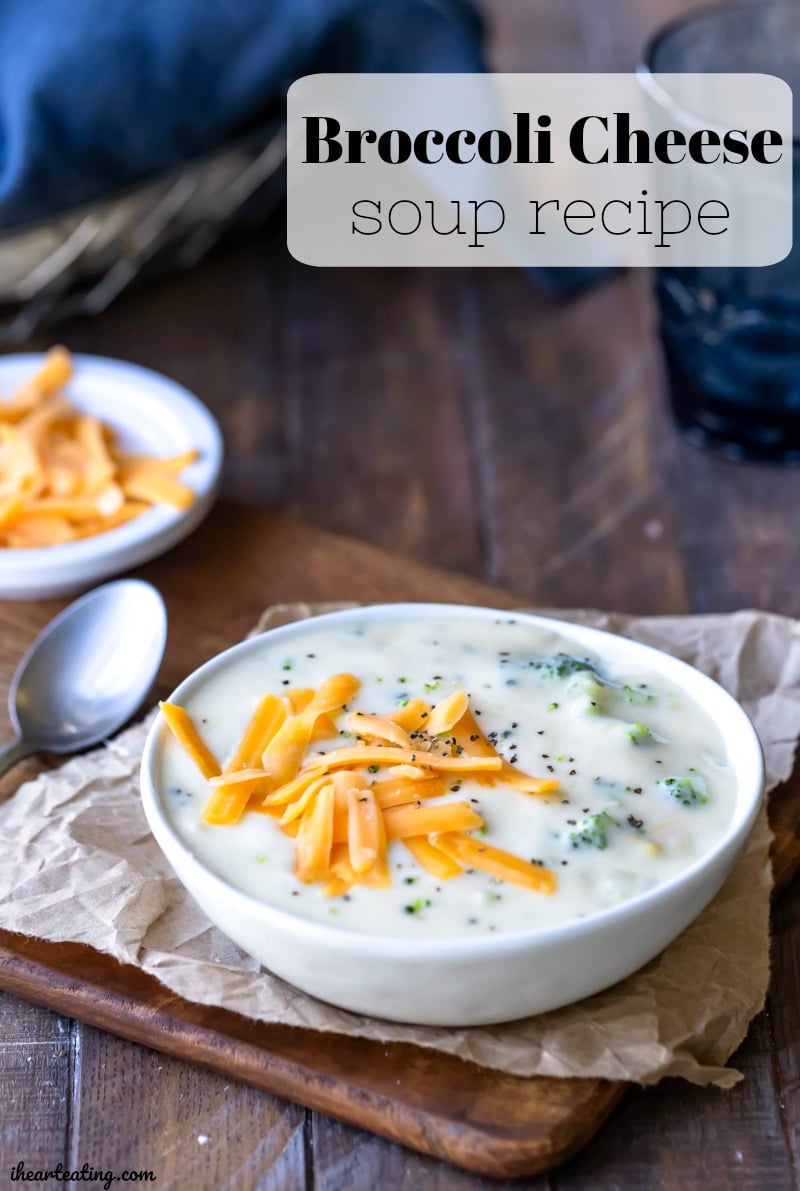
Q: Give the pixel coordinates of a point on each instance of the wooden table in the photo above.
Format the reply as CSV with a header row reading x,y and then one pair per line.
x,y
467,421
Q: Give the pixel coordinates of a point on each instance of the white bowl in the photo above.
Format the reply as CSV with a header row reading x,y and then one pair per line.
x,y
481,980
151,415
◆ ◆ ◆
> [The task]: With the pictures left aside, set down each entry above exactly as it stands.

> [Answer section]:
Q: Give the pixel coordinates of a point on each instance of the wooden table in the photo above.
Format the reply as CSV with a header row reading x,y and then one pair per line.
x,y
467,421
Q: Give the pixel coordinates of a point on each instance of the white bowl in the photo above.
Format the reply as CSV with a header row reading x,y and then one pair per line.
x,y
481,980
151,415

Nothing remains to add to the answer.